#### Textabschnitt:
Herbert Grönemeyer: Finanzielle Unterstützung für Kunst und Kultur von Deutschlands Millionären

Sänger Herbert Grönemeyer wirft in einem in der "Zeit" erschienenen Gastbeitrag das Scheinwerferlicht wieder dorthin, wo es seit Ausbruch der COVID-19-Pandemie überwiegend dunkel blieb: die öffentliche Kunst- und Kulturszene. Die Botschaft: Hilfe, und zwar dringend - durch die Reichen.
Dabei stehe laut Grönemeyer nicht nur die Politik in der Pflicht, sondern die gesamte Gesellschaft müsse zu Hilfe eilen. Denn eine Gesellschaft sei wie eine Familie. Bricht die Existenz eines Familienmitgliedes weg, sei es selbstverständlich, dass die Familie zur Seite springt und hilft.

#### Aufgabe:
Bitte setze den Text über Herbert Grönemeyers Gastbeitrag im Anschluss an seinen letzten Satz fort.

Gesammelte Daten

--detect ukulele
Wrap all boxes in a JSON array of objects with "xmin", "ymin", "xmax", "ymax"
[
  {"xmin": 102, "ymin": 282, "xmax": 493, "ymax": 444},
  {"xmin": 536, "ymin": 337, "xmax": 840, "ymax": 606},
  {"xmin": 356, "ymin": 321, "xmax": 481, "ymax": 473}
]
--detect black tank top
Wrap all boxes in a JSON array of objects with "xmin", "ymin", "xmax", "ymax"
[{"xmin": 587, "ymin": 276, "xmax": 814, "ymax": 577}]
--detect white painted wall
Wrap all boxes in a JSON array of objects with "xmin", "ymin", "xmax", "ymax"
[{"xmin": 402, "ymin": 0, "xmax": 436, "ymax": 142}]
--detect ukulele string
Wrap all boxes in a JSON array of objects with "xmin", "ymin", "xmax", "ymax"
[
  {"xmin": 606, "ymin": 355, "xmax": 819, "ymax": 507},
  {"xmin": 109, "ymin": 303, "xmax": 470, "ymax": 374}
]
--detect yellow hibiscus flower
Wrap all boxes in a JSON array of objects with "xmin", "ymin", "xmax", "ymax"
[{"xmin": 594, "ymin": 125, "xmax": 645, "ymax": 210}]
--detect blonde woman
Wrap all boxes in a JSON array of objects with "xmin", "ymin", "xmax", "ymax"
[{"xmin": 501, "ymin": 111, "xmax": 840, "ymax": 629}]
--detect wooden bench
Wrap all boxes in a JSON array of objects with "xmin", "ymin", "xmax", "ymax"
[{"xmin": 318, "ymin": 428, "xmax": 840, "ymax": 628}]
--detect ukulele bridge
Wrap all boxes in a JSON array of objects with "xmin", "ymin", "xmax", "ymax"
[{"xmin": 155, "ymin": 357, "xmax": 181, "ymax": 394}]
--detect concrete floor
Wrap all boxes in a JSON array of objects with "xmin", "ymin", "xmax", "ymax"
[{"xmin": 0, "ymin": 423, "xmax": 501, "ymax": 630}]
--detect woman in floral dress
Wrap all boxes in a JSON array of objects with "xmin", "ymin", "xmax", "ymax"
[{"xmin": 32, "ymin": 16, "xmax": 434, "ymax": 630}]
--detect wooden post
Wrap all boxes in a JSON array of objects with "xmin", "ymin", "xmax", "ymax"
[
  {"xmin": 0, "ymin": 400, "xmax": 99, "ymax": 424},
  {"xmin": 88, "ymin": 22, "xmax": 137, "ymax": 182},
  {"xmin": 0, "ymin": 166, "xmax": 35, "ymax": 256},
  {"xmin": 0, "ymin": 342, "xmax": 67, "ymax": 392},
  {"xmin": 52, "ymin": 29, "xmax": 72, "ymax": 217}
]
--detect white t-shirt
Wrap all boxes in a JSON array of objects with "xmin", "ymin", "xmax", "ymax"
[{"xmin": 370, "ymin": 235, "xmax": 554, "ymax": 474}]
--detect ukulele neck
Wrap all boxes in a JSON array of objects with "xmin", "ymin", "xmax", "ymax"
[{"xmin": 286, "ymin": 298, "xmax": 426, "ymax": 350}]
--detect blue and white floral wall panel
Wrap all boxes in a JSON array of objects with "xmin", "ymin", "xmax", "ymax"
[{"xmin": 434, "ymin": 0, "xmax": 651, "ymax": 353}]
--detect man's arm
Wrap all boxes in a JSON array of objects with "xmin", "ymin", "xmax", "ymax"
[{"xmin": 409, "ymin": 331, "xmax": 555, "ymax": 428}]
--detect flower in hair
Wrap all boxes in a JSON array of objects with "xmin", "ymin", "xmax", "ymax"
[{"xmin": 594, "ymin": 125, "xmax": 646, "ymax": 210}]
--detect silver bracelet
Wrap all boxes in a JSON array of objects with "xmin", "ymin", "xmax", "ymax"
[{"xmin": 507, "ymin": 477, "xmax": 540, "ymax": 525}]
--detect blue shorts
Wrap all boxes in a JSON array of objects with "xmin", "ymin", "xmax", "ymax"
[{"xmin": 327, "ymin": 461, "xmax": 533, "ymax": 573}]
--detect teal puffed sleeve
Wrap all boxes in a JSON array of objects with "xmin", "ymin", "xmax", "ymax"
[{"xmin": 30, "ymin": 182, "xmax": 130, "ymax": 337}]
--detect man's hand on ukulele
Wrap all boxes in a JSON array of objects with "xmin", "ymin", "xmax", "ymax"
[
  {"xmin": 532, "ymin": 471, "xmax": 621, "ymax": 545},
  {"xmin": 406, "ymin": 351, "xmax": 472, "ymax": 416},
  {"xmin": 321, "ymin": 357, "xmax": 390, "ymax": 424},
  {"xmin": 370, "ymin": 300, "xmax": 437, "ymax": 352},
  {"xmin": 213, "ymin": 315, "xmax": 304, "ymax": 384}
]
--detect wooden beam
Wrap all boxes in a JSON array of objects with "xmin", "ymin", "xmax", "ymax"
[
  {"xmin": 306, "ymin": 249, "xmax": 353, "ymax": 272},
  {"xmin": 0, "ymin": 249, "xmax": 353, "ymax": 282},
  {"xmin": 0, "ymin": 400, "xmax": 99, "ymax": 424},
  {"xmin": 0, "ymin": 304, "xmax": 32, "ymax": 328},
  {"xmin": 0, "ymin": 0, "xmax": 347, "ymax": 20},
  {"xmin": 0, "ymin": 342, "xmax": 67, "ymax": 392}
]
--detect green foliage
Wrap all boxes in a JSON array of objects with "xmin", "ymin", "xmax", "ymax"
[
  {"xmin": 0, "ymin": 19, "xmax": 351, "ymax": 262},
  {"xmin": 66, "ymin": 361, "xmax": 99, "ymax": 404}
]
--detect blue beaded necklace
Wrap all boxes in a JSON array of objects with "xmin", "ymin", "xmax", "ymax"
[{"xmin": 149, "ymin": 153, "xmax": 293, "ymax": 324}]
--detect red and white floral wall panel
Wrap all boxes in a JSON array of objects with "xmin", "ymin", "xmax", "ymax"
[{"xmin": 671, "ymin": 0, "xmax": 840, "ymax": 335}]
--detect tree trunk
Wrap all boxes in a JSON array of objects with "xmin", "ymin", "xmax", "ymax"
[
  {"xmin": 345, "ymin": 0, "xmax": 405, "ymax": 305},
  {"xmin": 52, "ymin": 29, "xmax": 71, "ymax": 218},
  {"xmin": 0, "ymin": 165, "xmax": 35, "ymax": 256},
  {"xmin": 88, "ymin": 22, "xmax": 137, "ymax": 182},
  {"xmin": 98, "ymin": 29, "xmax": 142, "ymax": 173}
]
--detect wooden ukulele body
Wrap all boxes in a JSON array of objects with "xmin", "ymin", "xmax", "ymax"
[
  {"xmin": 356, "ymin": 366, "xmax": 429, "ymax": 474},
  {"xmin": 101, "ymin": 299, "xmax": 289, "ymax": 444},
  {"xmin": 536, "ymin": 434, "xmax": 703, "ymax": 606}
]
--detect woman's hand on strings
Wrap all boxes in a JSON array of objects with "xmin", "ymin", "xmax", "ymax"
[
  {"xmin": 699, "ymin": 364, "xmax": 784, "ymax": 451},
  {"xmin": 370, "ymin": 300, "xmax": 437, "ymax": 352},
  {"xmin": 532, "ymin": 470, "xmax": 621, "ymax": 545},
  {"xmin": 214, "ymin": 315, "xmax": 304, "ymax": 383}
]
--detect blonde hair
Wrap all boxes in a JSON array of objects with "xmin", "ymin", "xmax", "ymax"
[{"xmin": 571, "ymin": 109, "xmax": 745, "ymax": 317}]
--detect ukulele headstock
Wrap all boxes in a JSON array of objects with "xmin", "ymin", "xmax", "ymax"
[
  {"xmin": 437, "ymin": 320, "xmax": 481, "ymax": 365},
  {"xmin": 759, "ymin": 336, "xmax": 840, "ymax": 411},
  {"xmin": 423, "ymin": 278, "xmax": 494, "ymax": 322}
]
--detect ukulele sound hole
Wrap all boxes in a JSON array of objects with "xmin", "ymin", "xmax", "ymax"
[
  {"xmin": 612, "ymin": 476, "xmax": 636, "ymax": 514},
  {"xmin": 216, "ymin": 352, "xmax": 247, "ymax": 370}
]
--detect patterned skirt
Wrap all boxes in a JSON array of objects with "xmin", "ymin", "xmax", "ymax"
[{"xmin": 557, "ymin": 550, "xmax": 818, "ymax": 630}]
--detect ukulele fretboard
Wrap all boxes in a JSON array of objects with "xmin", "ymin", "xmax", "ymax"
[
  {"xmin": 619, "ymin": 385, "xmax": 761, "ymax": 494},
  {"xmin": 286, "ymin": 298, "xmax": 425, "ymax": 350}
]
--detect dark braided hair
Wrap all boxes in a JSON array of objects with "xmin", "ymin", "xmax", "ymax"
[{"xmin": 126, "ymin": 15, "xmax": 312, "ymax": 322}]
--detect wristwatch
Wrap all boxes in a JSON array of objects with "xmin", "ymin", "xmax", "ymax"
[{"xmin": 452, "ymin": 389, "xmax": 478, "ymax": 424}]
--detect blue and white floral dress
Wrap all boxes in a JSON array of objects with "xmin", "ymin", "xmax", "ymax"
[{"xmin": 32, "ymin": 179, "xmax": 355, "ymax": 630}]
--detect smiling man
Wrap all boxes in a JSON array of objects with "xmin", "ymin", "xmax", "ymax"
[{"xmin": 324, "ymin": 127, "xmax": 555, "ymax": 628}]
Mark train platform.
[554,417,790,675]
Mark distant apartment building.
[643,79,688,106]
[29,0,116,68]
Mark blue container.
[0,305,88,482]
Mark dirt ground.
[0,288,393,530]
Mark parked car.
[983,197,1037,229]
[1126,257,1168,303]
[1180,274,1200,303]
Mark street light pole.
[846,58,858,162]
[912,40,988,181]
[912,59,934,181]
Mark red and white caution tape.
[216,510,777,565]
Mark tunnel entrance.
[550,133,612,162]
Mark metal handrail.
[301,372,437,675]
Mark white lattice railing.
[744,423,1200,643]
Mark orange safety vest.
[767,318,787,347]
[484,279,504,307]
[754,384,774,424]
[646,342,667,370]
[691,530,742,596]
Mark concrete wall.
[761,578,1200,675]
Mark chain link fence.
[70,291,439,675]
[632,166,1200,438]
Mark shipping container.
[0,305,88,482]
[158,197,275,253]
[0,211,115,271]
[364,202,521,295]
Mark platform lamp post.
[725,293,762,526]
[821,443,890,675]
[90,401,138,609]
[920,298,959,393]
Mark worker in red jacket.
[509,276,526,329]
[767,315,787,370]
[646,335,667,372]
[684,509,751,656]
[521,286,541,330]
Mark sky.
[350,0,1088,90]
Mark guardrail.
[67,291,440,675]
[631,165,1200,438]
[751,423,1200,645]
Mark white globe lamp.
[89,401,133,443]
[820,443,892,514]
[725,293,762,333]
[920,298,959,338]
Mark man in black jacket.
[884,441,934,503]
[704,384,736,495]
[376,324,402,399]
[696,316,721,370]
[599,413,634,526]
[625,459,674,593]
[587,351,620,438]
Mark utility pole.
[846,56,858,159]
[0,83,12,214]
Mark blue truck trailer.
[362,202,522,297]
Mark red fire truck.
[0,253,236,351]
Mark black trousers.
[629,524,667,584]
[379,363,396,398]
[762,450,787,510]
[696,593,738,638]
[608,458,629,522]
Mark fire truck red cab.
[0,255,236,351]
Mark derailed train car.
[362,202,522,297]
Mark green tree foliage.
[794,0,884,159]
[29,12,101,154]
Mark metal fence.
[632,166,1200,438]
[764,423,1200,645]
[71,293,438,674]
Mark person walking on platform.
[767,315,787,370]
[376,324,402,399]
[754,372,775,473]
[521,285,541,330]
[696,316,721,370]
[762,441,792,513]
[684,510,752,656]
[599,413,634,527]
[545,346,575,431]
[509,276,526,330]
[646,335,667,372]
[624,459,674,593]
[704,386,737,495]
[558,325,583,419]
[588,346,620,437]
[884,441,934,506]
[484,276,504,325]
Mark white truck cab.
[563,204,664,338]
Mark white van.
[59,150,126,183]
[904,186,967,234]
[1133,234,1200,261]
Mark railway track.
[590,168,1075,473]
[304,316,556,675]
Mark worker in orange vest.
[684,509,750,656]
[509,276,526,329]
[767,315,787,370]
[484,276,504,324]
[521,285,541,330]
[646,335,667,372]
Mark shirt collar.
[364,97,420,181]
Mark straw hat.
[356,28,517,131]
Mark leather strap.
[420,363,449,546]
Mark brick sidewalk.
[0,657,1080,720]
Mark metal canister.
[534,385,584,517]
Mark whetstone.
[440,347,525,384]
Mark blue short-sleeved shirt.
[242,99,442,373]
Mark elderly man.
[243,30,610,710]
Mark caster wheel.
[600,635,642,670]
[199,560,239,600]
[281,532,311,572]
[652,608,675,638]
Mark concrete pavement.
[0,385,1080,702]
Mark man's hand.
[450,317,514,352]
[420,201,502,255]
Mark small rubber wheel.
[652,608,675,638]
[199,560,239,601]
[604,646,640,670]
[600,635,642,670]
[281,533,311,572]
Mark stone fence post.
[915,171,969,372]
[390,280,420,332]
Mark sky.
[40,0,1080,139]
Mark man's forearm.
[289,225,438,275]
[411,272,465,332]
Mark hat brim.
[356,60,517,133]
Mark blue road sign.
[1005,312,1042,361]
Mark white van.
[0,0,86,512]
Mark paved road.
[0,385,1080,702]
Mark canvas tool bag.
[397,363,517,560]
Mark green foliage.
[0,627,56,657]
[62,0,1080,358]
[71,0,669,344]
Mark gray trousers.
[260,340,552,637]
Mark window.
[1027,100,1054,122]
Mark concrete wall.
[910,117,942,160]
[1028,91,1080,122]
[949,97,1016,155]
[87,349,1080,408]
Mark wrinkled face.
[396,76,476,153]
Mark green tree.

#### Ausgabe:
Kunst- und Kulturszene wie abgemeldet
Abgesagte Konzerte, verschobene Touren, geschlossene Kinos und Theater. Die öffentliche Kunst- und Kulturszene wurde von den staatlich verordneten Maßnahmen zur Eindämmung der COVID-19-Pandemie mit voller Breitseite getroffen. An vorderster Front stehen die Künstler und Musiker, doch hinter ihnen gerät eine ganze Branche mit einer Vielzahl an Beschäftigten in unterschiedlichen Berufen in Schieflage: der Veranstaltungsbereich.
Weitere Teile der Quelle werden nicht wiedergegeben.